----- SOURCE EXTRACT -----
Covid-19: Block exemption regulations for shopping mall tenants and landlords
The regulations exempt a category of agreements or practices between designated retail tenants and retail property landlords from the application of sections 4 and 5 of Competition Act, 1998 ('the Act'). This is an effort to curb the socio-economic effects of the national disaster on the retail property sector and to assist retail tenants, including small independent retailers, in managing their finances with the view that operations continue as normal after the national disaster.
Sections 4 and 5 of the Act prohibits the conclusion of agreements between competitor firms i.e.: those in a horizontal relationship with one another as well as those agreements concluded between suppliers and their customers i.e. those in a vertical relationship with one another.
The block exemption therefore only finds application in certain sections of the Act and players within the retail property sector will not be in violation should they be required to collectively co-ordinate for the sole purpose of responding to the Covid-19 pandemic. Similar block exemptions have been declared for the banking and healthcare sector.
Achieving socio-economic stability
The basis of these block exemptions, which are used to exempt conduct that would be otherwise prohibited, lies in Section 10 of the Act, which is to promote public policy goals in the achievement of socio-economic stability.
The regulations deem three categories of retail tenants as “designated retail tenants” namely:
• Personal care services;
• Restaurants and;
• Clothing, footwear and home-textile retailers.
A comprehensive list detailing the ambit of each category can be found in Annexure A of the Regulations.
-----
EXERCISE REQUIREMENTS:
1. According to the text on Covid-19 block exemptions for shopping mall tenants, which two other sectors have had similar block exemptions declared?
2. Continue the text on Covid-19 block exemptions for shopping mall tenants and landlords from where it stops.
----- DATASET RECORDS -----
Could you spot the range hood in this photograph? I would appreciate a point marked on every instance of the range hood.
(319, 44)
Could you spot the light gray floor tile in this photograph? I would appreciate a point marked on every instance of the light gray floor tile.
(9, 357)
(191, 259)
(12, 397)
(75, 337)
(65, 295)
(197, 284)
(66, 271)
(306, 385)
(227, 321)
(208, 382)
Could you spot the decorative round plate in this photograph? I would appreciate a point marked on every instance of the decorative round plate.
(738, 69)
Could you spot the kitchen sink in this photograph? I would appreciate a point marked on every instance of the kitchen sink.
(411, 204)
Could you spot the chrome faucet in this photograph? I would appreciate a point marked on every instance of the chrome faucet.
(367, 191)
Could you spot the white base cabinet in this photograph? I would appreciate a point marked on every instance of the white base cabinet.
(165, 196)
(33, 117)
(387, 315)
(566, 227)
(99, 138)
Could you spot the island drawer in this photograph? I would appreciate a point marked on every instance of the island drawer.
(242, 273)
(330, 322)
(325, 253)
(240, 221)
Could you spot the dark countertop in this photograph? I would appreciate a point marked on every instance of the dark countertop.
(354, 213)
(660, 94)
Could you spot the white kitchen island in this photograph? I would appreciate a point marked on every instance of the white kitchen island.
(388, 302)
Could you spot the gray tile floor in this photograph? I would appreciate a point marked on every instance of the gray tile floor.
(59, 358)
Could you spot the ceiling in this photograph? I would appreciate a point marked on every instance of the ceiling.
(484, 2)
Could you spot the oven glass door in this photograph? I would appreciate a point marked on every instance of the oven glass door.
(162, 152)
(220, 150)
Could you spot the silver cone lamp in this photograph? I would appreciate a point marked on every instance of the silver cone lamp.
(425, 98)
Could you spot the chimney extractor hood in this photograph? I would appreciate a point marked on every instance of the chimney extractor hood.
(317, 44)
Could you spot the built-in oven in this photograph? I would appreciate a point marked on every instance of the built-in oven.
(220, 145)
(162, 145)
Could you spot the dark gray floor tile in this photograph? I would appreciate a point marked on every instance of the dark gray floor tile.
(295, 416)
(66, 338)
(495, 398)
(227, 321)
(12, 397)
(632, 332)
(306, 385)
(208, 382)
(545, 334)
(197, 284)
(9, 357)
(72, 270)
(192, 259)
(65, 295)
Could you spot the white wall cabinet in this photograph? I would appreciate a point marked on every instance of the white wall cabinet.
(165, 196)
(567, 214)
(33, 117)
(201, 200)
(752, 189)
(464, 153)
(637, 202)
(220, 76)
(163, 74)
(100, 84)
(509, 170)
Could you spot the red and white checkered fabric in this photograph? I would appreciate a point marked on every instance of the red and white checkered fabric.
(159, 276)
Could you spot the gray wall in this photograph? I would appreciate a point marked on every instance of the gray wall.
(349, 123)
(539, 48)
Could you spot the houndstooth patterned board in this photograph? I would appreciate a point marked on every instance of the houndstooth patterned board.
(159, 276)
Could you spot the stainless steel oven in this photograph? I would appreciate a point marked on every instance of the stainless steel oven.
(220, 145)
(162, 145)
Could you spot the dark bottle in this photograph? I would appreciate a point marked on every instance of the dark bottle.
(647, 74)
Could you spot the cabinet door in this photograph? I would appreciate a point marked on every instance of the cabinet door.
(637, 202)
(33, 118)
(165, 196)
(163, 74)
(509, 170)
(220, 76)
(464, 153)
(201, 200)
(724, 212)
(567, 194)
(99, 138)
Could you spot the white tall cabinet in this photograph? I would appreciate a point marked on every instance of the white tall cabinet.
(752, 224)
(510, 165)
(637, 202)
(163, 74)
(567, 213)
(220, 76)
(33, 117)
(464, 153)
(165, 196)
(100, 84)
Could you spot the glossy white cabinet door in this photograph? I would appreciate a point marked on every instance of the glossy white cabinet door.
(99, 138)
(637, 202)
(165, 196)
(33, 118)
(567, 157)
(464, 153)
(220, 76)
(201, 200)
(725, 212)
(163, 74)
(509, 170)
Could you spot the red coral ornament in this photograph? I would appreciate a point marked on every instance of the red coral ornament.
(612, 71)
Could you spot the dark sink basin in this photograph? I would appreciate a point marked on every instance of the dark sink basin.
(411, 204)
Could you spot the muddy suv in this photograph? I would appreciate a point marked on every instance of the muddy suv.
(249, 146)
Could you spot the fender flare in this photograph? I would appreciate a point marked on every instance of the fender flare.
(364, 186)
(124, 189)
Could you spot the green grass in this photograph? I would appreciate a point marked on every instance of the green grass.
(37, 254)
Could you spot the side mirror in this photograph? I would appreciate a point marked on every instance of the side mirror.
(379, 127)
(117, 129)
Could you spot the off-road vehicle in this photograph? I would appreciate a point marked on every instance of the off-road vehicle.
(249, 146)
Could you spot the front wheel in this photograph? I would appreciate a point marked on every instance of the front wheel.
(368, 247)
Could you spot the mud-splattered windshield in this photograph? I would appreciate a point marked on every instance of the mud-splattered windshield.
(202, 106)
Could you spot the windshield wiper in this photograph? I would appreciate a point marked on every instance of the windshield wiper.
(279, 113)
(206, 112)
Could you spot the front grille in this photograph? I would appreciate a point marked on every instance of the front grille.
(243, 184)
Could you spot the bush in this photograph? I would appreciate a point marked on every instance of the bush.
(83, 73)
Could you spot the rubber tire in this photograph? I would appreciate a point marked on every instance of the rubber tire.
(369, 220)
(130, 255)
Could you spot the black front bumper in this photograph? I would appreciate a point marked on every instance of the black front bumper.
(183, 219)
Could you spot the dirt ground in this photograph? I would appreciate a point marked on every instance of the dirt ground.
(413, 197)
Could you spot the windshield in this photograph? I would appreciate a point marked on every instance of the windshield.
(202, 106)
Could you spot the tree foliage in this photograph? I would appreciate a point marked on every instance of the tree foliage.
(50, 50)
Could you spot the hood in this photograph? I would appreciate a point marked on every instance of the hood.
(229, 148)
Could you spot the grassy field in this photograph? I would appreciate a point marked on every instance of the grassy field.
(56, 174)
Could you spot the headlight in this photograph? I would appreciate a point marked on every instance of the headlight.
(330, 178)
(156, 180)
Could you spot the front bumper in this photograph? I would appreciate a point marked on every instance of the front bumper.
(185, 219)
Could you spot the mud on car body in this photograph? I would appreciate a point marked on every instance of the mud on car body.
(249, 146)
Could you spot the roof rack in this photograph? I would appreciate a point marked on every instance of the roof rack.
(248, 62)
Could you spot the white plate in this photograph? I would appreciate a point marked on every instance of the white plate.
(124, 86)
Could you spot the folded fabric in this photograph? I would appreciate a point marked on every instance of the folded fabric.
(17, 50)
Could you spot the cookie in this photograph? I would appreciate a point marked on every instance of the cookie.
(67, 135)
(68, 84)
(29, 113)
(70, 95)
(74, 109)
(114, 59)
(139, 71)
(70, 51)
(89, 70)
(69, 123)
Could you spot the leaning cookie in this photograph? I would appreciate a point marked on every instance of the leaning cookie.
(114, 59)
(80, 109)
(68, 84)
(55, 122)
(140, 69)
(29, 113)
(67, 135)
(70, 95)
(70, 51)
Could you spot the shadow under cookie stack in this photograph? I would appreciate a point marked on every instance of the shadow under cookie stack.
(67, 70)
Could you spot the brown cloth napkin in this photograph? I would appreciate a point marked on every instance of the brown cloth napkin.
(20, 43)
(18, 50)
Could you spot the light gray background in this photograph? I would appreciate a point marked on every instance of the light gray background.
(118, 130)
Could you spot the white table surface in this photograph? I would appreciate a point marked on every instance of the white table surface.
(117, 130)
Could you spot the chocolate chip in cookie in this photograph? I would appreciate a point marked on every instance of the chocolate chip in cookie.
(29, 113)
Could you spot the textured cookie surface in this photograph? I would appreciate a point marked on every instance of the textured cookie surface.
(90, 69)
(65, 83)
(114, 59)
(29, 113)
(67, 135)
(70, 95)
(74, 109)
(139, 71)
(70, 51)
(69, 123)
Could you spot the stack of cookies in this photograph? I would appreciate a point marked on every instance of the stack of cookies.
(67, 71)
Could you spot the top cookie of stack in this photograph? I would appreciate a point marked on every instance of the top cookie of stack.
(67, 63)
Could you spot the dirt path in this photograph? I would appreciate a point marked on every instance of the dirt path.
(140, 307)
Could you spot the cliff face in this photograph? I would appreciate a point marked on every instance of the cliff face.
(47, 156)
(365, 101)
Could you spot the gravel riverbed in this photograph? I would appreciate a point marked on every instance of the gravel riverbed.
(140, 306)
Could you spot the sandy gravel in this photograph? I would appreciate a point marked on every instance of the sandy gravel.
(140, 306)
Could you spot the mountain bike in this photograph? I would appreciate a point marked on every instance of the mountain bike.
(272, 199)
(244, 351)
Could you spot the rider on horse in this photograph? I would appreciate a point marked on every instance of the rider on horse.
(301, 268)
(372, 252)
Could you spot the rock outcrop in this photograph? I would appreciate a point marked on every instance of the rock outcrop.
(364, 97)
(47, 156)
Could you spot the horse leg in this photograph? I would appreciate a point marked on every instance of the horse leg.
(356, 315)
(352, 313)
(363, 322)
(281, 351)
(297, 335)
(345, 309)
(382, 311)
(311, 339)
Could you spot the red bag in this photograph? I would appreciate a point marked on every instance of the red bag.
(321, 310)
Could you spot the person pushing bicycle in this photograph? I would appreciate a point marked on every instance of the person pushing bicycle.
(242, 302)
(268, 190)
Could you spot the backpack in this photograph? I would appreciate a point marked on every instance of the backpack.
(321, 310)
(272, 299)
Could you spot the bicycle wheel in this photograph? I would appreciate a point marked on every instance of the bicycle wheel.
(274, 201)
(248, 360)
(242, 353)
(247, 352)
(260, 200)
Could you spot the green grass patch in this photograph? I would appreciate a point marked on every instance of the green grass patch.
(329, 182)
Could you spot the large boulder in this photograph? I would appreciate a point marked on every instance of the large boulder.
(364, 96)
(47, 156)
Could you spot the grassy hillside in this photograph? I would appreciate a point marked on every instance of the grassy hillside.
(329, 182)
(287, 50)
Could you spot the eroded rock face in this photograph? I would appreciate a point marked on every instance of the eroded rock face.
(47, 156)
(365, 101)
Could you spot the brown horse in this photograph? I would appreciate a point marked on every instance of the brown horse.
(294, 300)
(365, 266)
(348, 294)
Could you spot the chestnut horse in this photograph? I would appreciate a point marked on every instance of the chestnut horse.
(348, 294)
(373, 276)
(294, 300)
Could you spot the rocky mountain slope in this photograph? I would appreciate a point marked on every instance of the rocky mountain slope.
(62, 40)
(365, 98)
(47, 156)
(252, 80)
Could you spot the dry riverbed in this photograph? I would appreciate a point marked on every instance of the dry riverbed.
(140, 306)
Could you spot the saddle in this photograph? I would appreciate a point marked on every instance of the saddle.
-----
SOLVED PROBLEMS:
1. The banking and healthcare sectors.

2.
The “category of agreements or practices” amongst and between designated retail tenants and retail property landlords exempt from the application of sections 4 and 5 of the Act include:
• Those with the sole purpose of ensuring the survival of tenants of retail properties during the national disaster, which are limited to:
• Payment holidays and/or rental discounts for tenants;
• Limitations on the eviction of tenants and;
• The suspension or adjustment to lease agreement clauses that restrict the designated retail tenants from undertaking reasonable measures required to protect viability during the national disaster.
Such agreements extend to all South African retail tenants deemed designated retail tenants including small, independent retailers, unless otherwise authorised by the Minister or the Competition Commission.
Not an invitation to negotiate prices
It is important to keep in mind that the “category of agreements or practices” exempted i.e. block exemptions, exclude communication and agreements in respect of prices unless specifically authorised by the Department of Trade, Industry and Competition. Therefore, the block exemptions are not an invitation for competitors to negotiate prices. The exemption must be applied strictly to co-ordinate necessary measures for the sole purpose of responding to the Covid-19 pandemic national disaster.
Furthermore, retail property landlords and designated retail tenants who participate in any agreements or practices falling within the scope of these exemptions are mandated to keep minutes of meetings held and written records of such agreements or practices.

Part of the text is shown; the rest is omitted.